- **To do**
• a. In the advisory agreement excerpt, why did the Advisor pay the Fund $40,397.99 on January 14, 1998?
• b. From the advisory agreement excerpt, extract word for word the passage from "The Fund's investments" up to and including "of the Agreement.".

- **Document segment**
----------
COMPENSATION OF DIRECTORS
 
    Each Director who was not acting as the Investment Advisor or was not an
interested person of Maxus Information Systems, Inc. earned compensation from
the Fund in the amount of $100 for each Board of Directors or shareholders
meeting attended. The Board of Directors met four times in fiscal year 1997.
 
                                       2
<PAGE>
2.  CONTINUATION OF INVESTMENT ADVISORY AGREEMENT
 
    The Fund's investments are managed by Burton D. Morgan (the "Advisor")
pursuant to an Investment Advisory Agreement (the "Agreement") dated April 2,
1996. The Agreement was approved by the Shareholders at the Annual Meeting of
the Shareholders held on April 2, 1996. The Board of Directors approved the
Agreement and the Advisor on April 2, 1996. On March 3, 1998, the Board of
Directors, including a majority of the Directors, who are not "interested
persons" of the Fund or the Advisor, approved the continuation of the Agreement.
 
    The Agreement provides that as compensation for his services to the Fund,
the Advisor is entitled to receive from the Fund an annual fee of 1% of the
average value of the Fund's net assets up to $150,000,000, and .75% of the
average value of the Fund's net assets in excess of $150,000,000, payable
monthly. The Agreement also provides that the Advisor will reimburse the Fund in
the amount, if any, by which total operating expenses of the Fund for any fiscal
year, exclusive of taxes, interest, brokerage fees and commissions, amortization
and extraordinary expenses, exceed 2% of the average annual net assets of the
Fund, except that the amount required to be reimbursed for any fiscal year will
not exceed the amount of fees received by the Advisor with respect to that
fiscal year. The Advisor received a management fee from the Fund for the fiscal
year ended December 31, 1997, in the amount of $61,671. The Advisor reimbursed
the Fund in the amount of $40,397.99 on January 14, 1998 for expenses exceeding
the 2% limit in 1996.
----------
- **Material shown**
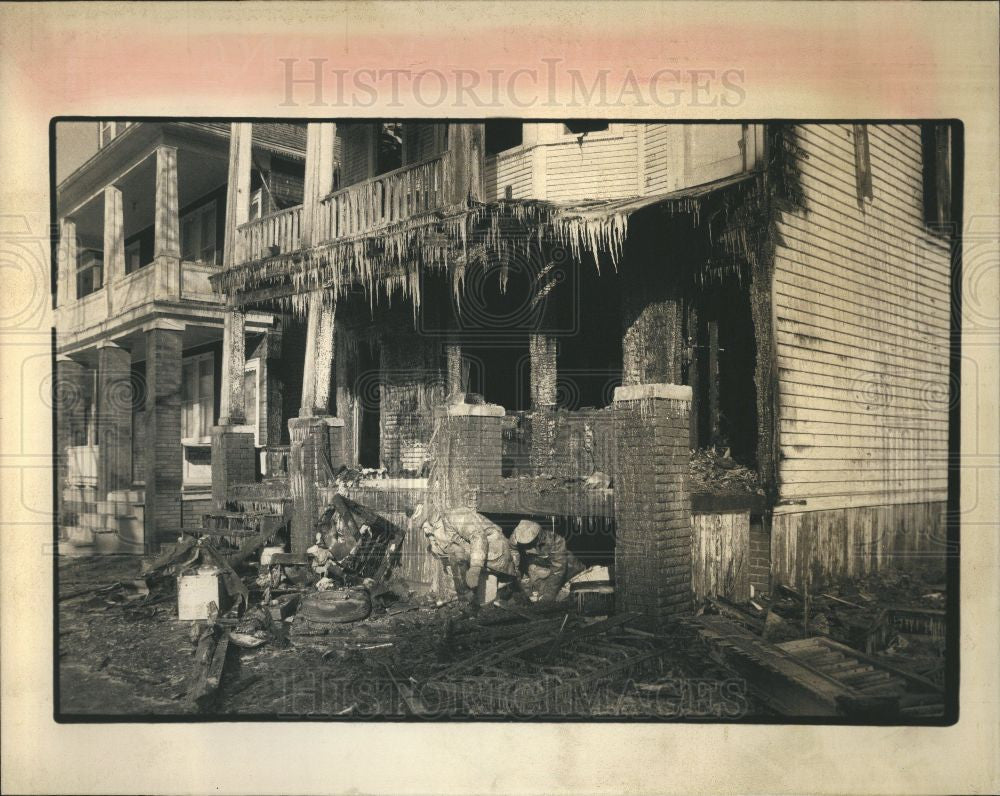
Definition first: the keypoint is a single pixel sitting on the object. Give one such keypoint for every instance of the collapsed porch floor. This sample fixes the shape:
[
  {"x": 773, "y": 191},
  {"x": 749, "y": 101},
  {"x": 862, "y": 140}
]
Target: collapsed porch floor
[{"x": 136, "y": 662}]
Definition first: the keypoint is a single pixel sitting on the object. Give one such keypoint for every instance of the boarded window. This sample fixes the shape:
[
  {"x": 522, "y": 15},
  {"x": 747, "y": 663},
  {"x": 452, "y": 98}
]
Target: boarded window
[
  {"x": 197, "y": 398},
  {"x": 583, "y": 126},
  {"x": 503, "y": 134},
  {"x": 862, "y": 164}
]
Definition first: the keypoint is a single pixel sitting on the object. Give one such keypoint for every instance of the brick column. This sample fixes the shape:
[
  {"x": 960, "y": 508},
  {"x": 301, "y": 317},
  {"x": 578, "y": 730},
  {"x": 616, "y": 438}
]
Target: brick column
[
  {"x": 652, "y": 315},
  {"x": 542, "y": 349},
  {"x": 234, "y": 461},
  {"x": 164, "y": 454},
  {"x": 316, "y": 452},
  {"x": 114, "y": 419},
  {"x": 71, "y": 397},
  {"x": 652, "y": 502}
]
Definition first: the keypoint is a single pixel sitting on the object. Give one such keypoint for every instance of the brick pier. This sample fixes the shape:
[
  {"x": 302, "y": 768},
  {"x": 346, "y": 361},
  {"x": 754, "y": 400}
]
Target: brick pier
[{"x": 652, "y": 501}]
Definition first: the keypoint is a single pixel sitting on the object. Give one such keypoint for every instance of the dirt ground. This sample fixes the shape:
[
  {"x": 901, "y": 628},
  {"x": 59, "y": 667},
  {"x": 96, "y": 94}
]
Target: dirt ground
[{"x": 136, "y": 660}]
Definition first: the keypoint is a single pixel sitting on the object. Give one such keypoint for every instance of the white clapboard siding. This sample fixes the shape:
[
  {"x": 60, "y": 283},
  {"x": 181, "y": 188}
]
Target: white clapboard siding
[
  {"x": 598, "y": 166},
  {"x": 513, "y": 169},
  {"x": 861, "y": 309}
]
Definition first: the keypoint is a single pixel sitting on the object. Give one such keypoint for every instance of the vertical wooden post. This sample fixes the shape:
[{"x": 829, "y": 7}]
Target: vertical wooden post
[
  {"x": 321, "y": 138},
  {"x": 238, "y": 189},
  {"x": 692, "y": 342},
  {"x": 114, "y": 242},
  {"x": 167, "y": 223},
  {"x": 464, "y": 177},
  {"x": 231, "y": 403},
  {"x": 66, "y": 287},
  {"x": 713, "y": 381},
  {"x": 325, "y": 346},
  {"x": 318, "y": 365}
]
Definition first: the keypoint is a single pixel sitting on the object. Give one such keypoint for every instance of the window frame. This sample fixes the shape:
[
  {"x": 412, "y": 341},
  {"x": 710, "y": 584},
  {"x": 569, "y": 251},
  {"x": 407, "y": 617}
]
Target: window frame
[
  {"x": 90, "y": 266},
  {"x": 135, "y": 247},
  {"x": 253, "y": 365},
  {"x": 197, "y": 359},
  {"x": 199, "y": 213}
]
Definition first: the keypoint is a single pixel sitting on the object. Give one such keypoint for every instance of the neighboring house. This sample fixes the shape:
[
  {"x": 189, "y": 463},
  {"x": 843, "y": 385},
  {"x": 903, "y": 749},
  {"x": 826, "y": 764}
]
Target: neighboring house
[
  {"x": 794, "y": 277},
  {"x": 139, "y": 328}
]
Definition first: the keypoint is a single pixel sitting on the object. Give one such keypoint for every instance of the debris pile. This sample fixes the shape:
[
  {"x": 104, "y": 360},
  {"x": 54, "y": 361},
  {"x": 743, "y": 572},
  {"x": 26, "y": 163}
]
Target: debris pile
[{"x": 714, "y": 470}]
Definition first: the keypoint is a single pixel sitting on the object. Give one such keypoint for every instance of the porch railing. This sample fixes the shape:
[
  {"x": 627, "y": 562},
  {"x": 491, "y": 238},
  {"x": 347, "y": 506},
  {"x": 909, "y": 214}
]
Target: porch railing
[
  {"x": 383, "y": 200},
  {"x": 275, "y": 233},
  {"x": 363, "y": 207}
]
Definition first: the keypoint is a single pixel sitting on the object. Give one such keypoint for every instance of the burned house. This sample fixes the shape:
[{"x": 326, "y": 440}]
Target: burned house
[
  {"x": 139, "y": 328},
  {"x": 547, "y": 319}
]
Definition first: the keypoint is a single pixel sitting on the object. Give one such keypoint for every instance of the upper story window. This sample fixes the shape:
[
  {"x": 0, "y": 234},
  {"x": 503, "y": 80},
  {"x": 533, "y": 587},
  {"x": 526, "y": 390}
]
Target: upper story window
[
  {"x": 198, "y": 235},
  {"x": 198, "y": 398},
  {"x": 389, "y": 151},
  {"x": 89, "y": 272},
  {"x": 503, "y": 134},
  {"x": 583, "y": 126},
  {"x": 133, "y": 257}
]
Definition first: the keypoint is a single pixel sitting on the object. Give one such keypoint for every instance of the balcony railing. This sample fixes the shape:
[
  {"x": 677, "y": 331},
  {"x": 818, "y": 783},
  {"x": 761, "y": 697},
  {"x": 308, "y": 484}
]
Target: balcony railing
[
  {"x": 363, "y": 207},
  {"x": 383, "y": 200},
  {"x": 275, "y": 233}
]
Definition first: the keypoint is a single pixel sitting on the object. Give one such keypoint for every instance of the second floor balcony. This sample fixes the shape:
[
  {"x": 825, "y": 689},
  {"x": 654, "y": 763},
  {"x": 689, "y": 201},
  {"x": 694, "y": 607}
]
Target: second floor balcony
[{"x": 365, "y": 207}]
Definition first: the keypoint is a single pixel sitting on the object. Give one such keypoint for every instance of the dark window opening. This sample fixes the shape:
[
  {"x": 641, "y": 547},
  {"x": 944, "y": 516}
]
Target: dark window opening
[
  {"x": 720, "y": 368},
  {"x": 89, "y": 272},
  {"x": 936, "y": 147},
  {"x": 583, "y": 126},
  {"x": 589, "y": 355},
  {"x": 503, "y": 134},
  {"x": 369, "y": 405}
]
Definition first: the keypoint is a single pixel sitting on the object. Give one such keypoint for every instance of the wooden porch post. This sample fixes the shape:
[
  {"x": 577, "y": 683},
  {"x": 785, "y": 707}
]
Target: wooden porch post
[
  {"x": 167, "y": 224},
  {"x": 318, "y": 365},
  {"x": 238, "y": 189},
  {"x": 320, "y": 140},
  {"x": 232, "y": 411},
  {"x": 467, "y": 148},
  {"x": 114, "y": 242},
  {"x": 66, "y": 292}
]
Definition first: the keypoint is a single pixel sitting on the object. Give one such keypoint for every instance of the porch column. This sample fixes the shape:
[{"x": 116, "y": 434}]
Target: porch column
[
  {"x": 232, "y": 411},
  {"x": 167, "y": 225},
  {"x": 71, "y": 397},
  {"x": 114, "y": 418},
  {"x": 318, "y": 362},
  {"x": 164, "y": 454},
  {"x": 542, "y": 351},
  {"x": 114, "y": 242},
  {"x": 466, "y": 149},
  {"x": 320, "y": 140},
  {"x": 66, "y": 287},
  {"x": 238, "y": 188},
  {"x": 455, "y": 376},
  {"x": 652, "y": 314},
  {"x": 166, "y": 228},
  {"x": 542, "y": 365}
]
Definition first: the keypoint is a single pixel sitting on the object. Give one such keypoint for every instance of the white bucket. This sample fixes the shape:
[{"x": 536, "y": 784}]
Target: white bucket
[{"x": 195, "y": 590}]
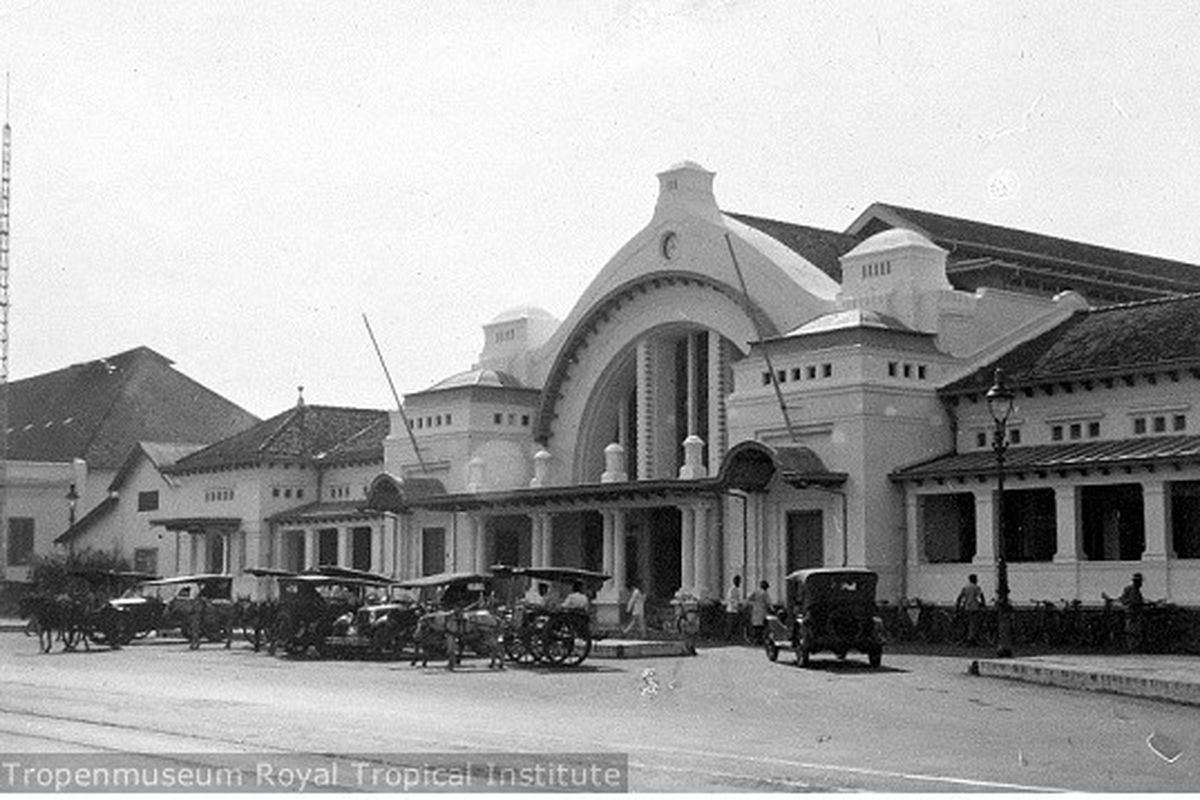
----------
- **Expected results**
• a. The payment reimbursed the Fund because its 1996 expenses went over the 2% limit. Under the Agreement, the Advisor must repay the Fund whenever total operating expenses for a fiscal year exceed 2% of the Fund's average annual net assets. Taxes, interest, brokerage fees and commissions, amortization and extraordinary expenses do not count toward that total.

• b.
The Fund's investments are managed by Burton D. Morgan (the "Advisor")
pursuant to an Investment Advisory Agreement (the "Agreement") dated April 2,
1996. The Agreement was approved by the Shareholders at the Annual Meeting of
the Shareholders held on April 2, 1996. The Board of Directors approved the
Agreement and the Advisor on April 2, 1996. On March 3, 1998, the Board of
Directors, including a majority of the Directors, who are not "interested
persons" of the Fund or the Advisor, approved the continuation of the Agreement.